*Passage provided*
○ ○ ○ ○ ○ ○ ○

Financials
Teva's long decline might be over
Over the last six years, the once-mighty drug company Teva Pharmaceutical has been through pricing pressure, opioid settlements, and routine managerial upheaval, losing about half of its value in the process. Now, thanks in part to the gradual erosion of AbbVie's patent estate, the Israeli giant might finally return to growth.
In its earnings presentation yesterday, Teva forecasted 2023 sales of about $15 billion, which, as Evercore ISI analyst Umer Raffat points out, would mark the first time the company has actually grown on an annual basis since 2017.
But there's no guarantee those plans will pan out. Teva's full-year guidance assumes the company will make some amount of money from a biosimilar version of Humira, the top-selling anti-inflammatory treatment from AbbVie. In order for that to be possible, Teva and its manufacturing partner will need to convince the FDA their product passes muster. Any delays to that process could make the company's return to growth impossible.
Biotech
The next NASH domino is soon to fall
Last year's surprising Phase 3 success of a novel medicine for the prevalent liver disease NASH suggested a decade of fruitless pharmaceutical efforts might finally have produced an effective drug. In the months to come, we'll find out whether a second, similar medicine can replicate those results.

○ ○ ○ ○ ○ ○ ○

*Data to examine*
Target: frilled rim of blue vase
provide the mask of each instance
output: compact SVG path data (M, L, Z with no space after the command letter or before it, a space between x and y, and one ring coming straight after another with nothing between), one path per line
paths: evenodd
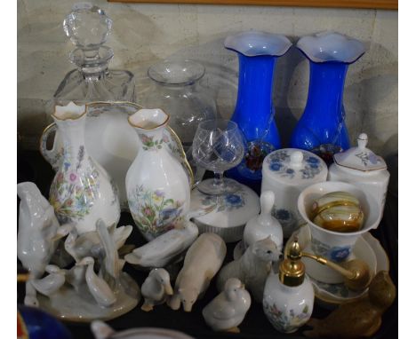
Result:
M352 64L365 52L359 40L336 32L322 32L301 37L296 47L311 61Z
M224 41L225 48L246 57L281 57L291 46L291 41L284 35L255 30L228 35Z

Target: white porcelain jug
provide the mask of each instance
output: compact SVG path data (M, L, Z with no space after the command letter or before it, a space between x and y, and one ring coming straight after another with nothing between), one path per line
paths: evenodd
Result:
M129 209L148 240L180 225L189 209L185 170L171 152L164 130L169 115L161 109L140 109L129 116L140 146L125 177Z

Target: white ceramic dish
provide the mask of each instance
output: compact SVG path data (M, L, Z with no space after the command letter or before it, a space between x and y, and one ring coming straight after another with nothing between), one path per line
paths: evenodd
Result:
M238 241L247 221L260 212L260 198L251 188L240 185L241 189L225 195L207 195L195 188L191 192L190 210L209 209L210 213L194 217L199 233L213 233L226 242Z
M85 146L90 154L108 172L119 190L123 210L129 210L125 193L125 175L137 156L140 141L127 118L141 106L131 102L93 102L87 105L85 122ZM55 133L53 146L47 149L49 136L56 130L55 123L46 127L40 139L40 152L56 169L60 162L61 139ZM185 168L190 185L193 185L192 170L188 163L180 140L169 127L165 130L168 146Z
M364 215L364 222L359 231L340 233L330 231L315 225L309 218L313 203L323 195L331 192L347 192L358 199ZM326 181L314 184L299 195L298 209L302 218L310 227L313 253L340 263L348 260L356 241L364 233L377 228L381 218L380 205L372 196L366 196L364 192L354 185L338 181ZM312 249L308 248L312 251ZM342 281L340 274L324 265L316 265L319 273L314 276L320 281L330 284Z
M288 243L292 241L295 235L298 236L301 248L308 247L310 241L310 231L308 225L302 226L299 231L295 232L289 239ZM351 257L364 260L371 267L373 274L376 274L380 271L389 270L388 257L386 251L379 240L369 233L358 238ZM348 289L343 283L328 284L314 279L310 275L310 263L313 261L308 258L302 258L302 261L305 263L307 272L309 270L308 275L314 287L315 296L322 304L333 306L361 298L367 294L368 288L361 292L354 292Z

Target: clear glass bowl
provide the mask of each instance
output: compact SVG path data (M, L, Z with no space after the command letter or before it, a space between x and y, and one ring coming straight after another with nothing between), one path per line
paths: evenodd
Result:
M198 123L217 115L214 99L199 83L204 73L204 66L192 60L153 65L148 70L152 86L140 101L146 107L162 108L171 115L169 124L180 138L188 160Z

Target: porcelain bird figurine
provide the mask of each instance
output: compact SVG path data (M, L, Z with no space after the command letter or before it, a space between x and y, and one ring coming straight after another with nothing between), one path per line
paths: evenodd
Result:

○ ○ ○ ○ ○ ○ ○

*Explore the material*
(a) Copy out the drug-industry news roundup, starting at "But there's no" and ending at "replicate those results.", and change "NASH" to "MASH" each time it appears.
(b) Write what follows the final sentence of the drug-industry news roundup.
You won't need the data here.

*Written answers*
(a)
But there's no guarantee those plans will pan out. Teva's full-year guidance assumes the company will make some amount of money from a biosimilar version of Humira, the top-selling anti-inflammatory treatment from AbbVie. In order for that to be possible, Teva and its manufacturing partner will need to convince the FDA their product passes muster. Any delays to that process could make the company's return to growth impossible.
Biotech
The next MASH domino is soon to fall
Last year's surprising Phase 3 success of a novel medicine for the prevalent liver disease MASH suggested a decade of fruitless pharmaceutical efforts might finally have produced an effective drug. In the months to come, we'll find out whether a second, similar medicine can replicate those results.

(b)
Viking Therapeutics expects to have Phase 2 results in the second quarter on whether its drug, VK2809, can outperform placebo at reducing fat in the livers of NASH patients, the company said yesterday. In an earlier trial, enrolling patients with less severe liver disease, Viking's drug led to a 58% reduction in liver fat compared to a 9% reduction in placebo patients.
VK2809 is aimed at the same biological target as Madrigal Pharmaceuticals' resmetirom, an oral treatment that reduced the fat deposits and fibrotic scarring that are hallmarks of NASH in a Phase 3 study disclosed in December. The possibility that VK2809 could eventually match or even surpass resmetirom's effects long been the subject of debate among investors, as Viking's roughly $700 million market cap presents a larger potential upside than Madrigal's $4.5 billion valuation.